Task statement:
Below are the records. Retype exactly the lines between the lines holding "Textual query: strawberry with green leaves" and "Textual query: brie wedge", inclusive.

Data for the task:
-*-
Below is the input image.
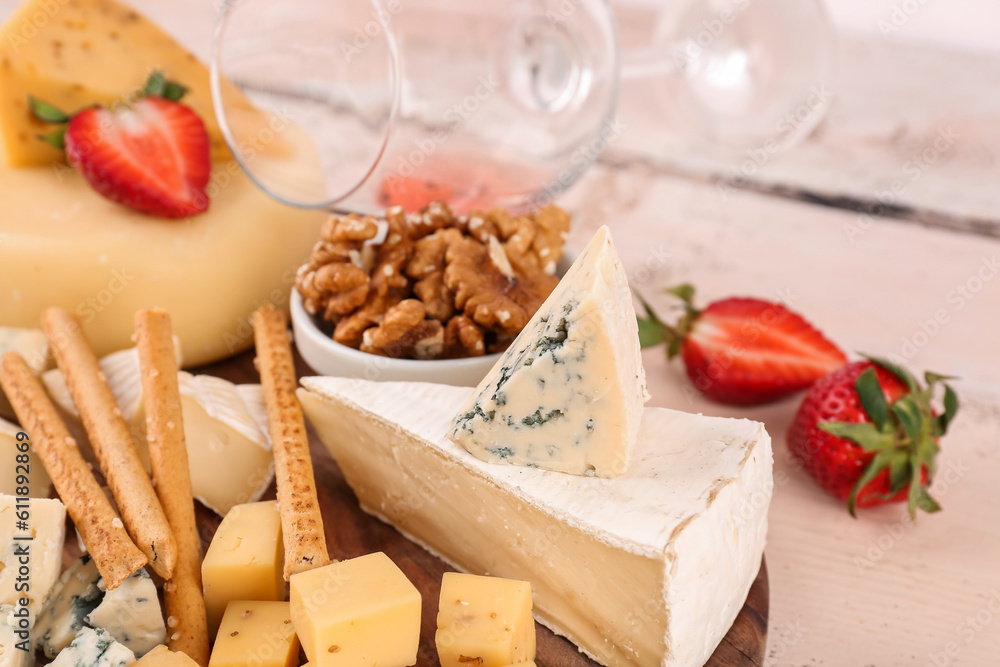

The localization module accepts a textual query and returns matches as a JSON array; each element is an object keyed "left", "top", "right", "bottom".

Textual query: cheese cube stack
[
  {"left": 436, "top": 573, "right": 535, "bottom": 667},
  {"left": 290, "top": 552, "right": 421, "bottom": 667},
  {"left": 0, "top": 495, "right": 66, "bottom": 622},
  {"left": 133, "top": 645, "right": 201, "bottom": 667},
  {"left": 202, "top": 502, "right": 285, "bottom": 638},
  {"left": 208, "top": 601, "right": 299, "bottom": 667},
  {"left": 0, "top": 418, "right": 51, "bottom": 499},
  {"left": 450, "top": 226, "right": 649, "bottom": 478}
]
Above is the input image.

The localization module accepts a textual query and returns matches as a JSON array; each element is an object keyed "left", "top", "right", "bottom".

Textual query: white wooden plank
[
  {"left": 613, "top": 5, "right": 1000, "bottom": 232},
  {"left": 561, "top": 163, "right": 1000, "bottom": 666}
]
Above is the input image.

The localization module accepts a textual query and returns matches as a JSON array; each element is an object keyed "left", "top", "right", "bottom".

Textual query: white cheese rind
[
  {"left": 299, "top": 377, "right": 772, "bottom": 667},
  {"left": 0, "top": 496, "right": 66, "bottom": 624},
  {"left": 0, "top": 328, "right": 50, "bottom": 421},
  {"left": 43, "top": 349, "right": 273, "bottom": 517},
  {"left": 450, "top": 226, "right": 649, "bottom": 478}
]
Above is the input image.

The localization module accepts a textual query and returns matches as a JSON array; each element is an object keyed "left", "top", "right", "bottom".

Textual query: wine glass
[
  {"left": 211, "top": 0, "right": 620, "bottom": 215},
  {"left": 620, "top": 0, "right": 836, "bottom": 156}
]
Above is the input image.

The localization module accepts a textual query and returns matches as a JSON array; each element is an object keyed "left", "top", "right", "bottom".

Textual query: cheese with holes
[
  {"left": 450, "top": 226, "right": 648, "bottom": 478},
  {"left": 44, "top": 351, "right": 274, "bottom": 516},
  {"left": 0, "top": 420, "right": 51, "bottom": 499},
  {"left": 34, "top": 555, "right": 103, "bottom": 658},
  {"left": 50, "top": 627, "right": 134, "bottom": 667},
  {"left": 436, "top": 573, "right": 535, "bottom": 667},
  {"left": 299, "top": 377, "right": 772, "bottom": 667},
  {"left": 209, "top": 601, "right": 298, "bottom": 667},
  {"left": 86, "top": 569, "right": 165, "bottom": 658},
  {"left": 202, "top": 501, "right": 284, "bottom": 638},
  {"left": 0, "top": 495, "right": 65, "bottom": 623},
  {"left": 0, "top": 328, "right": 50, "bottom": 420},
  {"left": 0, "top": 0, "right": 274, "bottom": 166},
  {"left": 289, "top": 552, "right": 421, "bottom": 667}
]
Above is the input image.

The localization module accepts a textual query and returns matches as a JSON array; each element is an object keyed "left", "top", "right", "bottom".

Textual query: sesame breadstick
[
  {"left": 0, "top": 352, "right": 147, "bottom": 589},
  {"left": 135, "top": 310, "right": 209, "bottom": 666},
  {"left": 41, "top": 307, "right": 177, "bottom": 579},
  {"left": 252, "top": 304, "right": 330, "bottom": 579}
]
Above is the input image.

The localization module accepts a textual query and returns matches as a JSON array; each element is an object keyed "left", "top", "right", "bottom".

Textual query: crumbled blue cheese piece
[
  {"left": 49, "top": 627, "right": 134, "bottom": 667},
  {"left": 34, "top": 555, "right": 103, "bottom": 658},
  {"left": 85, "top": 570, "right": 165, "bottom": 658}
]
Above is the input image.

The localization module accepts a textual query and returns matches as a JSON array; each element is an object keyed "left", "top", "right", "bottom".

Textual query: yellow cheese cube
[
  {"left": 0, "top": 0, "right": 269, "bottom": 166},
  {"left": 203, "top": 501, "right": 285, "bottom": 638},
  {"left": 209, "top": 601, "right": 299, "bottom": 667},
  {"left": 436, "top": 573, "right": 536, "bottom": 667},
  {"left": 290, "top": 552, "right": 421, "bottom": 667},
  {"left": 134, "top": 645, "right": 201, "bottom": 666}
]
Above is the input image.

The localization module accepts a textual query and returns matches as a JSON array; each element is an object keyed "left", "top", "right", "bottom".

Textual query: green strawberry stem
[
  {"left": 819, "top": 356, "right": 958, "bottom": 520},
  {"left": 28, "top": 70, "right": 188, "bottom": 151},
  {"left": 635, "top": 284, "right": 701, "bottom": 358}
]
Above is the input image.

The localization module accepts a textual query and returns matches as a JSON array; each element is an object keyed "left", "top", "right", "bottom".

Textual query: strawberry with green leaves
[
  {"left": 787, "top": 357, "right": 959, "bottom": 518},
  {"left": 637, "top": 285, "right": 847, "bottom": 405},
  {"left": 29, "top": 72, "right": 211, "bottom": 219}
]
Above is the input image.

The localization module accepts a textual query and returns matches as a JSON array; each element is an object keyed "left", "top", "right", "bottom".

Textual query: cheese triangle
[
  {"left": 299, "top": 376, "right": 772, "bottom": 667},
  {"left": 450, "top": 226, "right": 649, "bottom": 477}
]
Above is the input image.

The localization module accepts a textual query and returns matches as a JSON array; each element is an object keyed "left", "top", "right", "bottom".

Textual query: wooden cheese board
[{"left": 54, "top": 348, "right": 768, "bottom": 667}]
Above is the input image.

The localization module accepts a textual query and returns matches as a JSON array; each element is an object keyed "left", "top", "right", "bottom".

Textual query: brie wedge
-*-
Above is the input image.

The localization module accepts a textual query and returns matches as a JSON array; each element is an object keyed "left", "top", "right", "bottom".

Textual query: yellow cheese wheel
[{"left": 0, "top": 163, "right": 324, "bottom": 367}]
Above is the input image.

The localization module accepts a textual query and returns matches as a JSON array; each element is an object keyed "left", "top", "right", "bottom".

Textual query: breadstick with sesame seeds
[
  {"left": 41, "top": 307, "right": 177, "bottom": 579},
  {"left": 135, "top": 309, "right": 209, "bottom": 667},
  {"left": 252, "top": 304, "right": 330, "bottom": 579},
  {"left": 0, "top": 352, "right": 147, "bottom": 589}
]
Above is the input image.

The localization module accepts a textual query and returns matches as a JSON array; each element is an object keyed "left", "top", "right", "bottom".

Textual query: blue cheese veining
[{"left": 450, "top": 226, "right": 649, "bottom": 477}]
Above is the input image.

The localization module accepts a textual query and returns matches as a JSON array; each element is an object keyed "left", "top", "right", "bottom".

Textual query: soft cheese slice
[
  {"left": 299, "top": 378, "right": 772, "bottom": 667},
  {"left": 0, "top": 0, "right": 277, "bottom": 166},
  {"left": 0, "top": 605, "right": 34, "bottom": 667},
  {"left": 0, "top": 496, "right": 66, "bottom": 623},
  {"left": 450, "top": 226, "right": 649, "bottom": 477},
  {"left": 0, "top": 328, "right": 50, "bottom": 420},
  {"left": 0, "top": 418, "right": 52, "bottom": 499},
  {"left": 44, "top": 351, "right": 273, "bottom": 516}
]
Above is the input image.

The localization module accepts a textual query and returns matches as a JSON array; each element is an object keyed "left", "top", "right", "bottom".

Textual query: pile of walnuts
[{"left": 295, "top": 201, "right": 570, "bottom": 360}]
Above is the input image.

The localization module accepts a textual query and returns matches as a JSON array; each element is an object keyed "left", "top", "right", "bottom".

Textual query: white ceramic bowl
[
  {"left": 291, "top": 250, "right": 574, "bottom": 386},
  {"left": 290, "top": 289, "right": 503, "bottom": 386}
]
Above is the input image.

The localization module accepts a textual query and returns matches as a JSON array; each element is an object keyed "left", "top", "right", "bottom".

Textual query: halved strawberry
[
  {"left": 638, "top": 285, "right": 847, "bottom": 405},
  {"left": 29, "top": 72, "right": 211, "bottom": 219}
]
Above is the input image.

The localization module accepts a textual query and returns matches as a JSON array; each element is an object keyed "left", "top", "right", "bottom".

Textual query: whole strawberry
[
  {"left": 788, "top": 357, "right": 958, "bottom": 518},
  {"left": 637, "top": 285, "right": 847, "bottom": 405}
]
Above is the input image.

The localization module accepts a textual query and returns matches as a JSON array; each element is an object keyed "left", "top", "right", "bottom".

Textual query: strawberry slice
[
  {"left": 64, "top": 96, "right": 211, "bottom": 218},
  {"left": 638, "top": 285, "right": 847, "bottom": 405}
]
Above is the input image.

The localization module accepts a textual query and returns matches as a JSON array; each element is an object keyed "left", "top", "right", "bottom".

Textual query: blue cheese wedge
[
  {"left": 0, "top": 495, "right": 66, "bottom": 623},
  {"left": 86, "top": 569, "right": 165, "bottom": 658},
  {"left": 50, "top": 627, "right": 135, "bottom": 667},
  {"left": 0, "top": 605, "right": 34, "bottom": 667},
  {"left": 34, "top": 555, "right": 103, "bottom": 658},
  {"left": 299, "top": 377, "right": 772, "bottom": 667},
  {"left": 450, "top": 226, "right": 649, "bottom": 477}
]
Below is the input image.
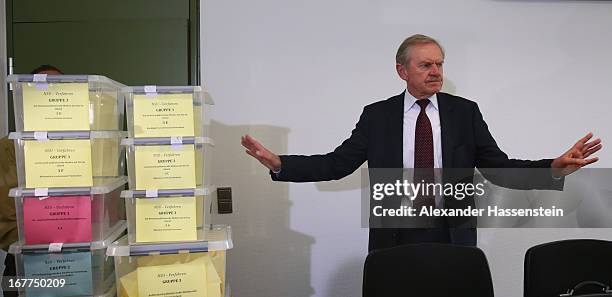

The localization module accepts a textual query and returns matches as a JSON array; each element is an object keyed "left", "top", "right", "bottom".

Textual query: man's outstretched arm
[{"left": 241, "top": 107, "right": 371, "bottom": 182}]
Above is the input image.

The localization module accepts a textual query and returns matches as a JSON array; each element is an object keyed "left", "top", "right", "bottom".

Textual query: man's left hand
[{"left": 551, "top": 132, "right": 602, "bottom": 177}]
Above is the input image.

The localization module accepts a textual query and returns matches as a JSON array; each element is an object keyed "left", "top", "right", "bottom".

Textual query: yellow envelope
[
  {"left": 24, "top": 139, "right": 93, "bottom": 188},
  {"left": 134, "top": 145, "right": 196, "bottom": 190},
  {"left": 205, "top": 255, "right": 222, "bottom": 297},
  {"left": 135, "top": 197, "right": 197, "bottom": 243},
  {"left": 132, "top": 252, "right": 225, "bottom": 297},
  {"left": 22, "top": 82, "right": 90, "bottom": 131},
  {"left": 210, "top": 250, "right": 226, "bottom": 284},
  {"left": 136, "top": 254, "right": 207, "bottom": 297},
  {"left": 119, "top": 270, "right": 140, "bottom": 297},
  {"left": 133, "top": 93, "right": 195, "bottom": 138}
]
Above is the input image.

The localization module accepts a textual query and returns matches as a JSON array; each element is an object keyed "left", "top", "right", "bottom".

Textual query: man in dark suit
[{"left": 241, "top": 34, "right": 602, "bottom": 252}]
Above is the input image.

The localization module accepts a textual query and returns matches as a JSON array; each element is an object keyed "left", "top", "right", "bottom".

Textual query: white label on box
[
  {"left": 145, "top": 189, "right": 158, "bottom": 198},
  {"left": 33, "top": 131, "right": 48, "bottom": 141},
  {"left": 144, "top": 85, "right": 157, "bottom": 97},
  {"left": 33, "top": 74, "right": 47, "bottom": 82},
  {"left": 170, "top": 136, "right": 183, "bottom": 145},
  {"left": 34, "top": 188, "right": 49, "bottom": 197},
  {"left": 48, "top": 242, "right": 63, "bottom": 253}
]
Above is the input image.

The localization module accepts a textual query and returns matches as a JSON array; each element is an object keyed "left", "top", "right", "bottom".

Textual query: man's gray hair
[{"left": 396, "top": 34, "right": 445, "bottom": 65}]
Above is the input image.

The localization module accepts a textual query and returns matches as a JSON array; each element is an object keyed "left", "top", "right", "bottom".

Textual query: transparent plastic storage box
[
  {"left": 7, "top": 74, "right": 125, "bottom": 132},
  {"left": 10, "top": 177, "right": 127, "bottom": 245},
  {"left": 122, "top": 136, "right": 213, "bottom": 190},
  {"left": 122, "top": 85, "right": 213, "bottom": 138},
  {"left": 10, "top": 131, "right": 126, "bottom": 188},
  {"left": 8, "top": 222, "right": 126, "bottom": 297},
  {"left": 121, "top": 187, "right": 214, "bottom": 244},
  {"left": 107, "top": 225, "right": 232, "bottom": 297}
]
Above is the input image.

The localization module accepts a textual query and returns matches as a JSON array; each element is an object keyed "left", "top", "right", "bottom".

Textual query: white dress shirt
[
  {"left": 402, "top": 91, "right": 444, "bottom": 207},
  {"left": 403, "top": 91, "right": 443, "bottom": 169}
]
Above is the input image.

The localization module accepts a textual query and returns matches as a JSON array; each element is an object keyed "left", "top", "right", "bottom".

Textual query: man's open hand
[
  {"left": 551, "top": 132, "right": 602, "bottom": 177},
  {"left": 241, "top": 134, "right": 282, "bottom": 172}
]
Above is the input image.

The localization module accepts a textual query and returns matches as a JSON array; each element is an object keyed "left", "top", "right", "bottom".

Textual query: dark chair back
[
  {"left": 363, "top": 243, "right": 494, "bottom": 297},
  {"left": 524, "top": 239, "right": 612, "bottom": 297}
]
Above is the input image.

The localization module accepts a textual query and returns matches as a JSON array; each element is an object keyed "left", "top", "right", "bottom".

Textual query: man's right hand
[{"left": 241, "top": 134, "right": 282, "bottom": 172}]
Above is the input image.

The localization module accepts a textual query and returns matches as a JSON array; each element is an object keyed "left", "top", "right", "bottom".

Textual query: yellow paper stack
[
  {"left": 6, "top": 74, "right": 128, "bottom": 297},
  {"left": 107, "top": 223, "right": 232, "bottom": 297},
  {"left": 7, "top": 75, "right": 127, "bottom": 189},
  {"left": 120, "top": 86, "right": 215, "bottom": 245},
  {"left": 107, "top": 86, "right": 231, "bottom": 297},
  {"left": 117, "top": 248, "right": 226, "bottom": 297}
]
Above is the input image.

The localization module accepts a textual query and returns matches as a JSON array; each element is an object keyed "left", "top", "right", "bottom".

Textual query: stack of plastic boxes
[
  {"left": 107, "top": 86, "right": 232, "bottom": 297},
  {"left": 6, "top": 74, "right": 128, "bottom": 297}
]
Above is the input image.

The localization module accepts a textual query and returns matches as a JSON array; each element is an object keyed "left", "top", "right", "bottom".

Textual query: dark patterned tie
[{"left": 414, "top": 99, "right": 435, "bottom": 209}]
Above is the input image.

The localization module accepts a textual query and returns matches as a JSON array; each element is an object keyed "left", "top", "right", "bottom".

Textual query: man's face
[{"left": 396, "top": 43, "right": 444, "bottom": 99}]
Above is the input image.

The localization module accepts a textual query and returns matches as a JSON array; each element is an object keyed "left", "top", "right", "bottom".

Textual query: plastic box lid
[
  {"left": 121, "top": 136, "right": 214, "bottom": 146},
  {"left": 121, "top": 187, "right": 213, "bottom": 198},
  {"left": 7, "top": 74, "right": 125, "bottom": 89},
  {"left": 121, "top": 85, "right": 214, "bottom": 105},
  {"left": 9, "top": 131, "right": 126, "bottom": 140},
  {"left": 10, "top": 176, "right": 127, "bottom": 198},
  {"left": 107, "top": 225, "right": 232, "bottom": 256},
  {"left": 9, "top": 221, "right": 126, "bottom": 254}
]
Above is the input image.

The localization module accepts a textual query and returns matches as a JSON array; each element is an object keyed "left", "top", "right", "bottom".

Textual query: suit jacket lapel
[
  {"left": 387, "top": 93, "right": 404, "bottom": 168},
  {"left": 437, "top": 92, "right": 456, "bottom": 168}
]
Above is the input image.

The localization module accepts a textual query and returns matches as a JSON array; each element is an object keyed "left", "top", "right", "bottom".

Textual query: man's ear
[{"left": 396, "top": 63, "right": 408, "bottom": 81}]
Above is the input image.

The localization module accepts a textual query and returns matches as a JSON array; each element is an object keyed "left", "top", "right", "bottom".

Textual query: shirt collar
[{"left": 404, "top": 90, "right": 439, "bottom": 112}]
-*-
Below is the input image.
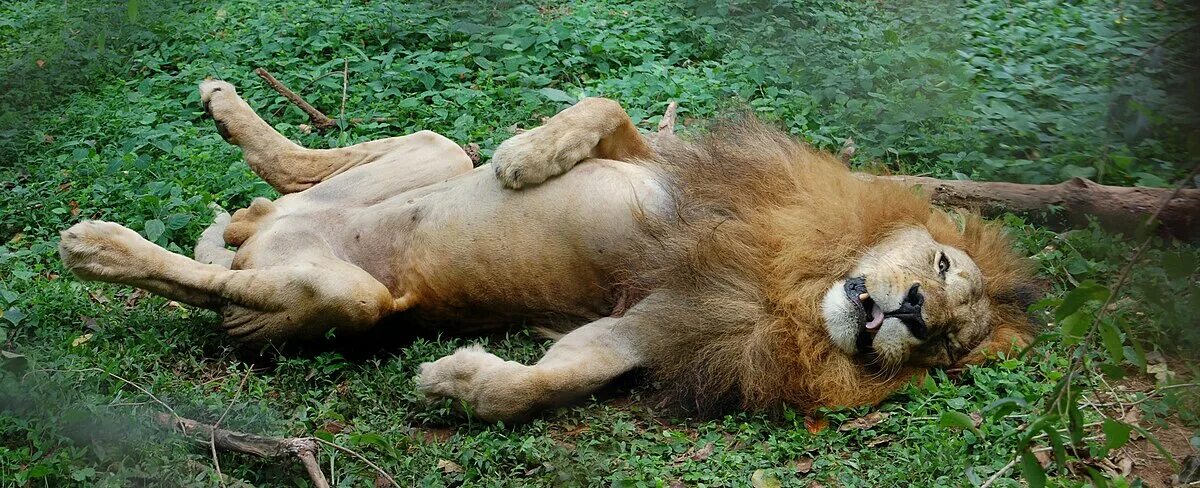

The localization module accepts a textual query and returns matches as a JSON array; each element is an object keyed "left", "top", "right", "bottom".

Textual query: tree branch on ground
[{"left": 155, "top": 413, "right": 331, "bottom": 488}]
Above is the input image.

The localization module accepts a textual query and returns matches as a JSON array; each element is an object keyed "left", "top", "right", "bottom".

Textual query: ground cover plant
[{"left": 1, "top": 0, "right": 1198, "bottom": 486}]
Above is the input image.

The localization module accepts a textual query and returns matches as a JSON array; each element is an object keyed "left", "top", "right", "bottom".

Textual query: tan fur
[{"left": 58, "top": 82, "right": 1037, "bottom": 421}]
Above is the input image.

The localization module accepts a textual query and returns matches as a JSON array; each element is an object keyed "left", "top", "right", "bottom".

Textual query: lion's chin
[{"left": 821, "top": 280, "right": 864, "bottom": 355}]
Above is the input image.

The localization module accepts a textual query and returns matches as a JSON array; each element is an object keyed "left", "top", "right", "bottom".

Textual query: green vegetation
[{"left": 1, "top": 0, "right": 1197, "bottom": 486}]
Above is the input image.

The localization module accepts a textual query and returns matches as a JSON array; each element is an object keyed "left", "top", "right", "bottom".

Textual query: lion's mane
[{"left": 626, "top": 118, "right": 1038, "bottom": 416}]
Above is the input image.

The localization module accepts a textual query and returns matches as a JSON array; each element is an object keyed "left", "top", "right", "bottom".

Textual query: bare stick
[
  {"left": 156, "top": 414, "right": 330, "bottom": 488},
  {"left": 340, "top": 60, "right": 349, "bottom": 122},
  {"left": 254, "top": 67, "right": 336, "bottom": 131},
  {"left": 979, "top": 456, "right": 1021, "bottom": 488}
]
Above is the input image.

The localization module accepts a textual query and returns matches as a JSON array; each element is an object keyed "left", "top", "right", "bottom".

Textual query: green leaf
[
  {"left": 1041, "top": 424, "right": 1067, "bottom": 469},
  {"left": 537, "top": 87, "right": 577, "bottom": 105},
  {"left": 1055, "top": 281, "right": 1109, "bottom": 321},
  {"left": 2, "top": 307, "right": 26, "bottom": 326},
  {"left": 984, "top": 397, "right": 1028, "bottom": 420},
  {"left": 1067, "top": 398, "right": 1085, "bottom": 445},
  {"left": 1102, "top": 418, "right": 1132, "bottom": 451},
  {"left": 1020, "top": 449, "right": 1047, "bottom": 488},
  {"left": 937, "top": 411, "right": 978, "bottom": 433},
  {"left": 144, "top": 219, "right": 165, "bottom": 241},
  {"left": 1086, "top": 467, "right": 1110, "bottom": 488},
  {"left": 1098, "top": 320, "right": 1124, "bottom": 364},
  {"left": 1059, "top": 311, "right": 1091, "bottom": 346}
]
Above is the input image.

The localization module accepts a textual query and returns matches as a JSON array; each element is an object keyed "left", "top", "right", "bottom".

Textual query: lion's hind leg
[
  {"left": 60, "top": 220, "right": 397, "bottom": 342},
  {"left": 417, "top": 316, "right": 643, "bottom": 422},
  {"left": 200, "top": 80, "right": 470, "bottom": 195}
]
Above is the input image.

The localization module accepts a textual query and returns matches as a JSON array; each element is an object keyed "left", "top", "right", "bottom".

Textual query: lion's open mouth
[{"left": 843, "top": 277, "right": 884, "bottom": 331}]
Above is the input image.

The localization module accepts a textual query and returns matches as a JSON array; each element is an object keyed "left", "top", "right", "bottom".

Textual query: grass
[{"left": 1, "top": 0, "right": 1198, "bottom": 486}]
-*-
Solved exercise:
Textual query: strawberry with green leaves
[
  {"left": 787, "top": 357, "right": 959, "bottom": 518},
  {"left": 637, "top": 285, "right": 847, "bottom": 405},
  {"left": 29, "top": 72, "right": 211, "bottom": 219}
]
Above is the input image.

The localization module accepts a textual query and returns matches as a JSON array; each element is an object keyed "left", "top", "right", "bottom".

Textual query: cheese triangle
[
  {"left": 299, "top": 376, "right": 772, "bottom": 667},
  {"left": 450, "top": 226, "right": 649, "bottom": 477}
]
Above is the input image.

The localization module accepts a textual query and returns matches as a JSON array; each element is an object keyed "left", "top", "right", "bottom".

Textual query: wooden cheese board
[{"left": 54, "top": 348, "right": 768, "bottom": 667}]
Above is the input image.

The localization module accepts a textual query and returns matches as a JSON array; each element is an object keyed "left", "top", "right", "bottom".

Textual query: brie wedge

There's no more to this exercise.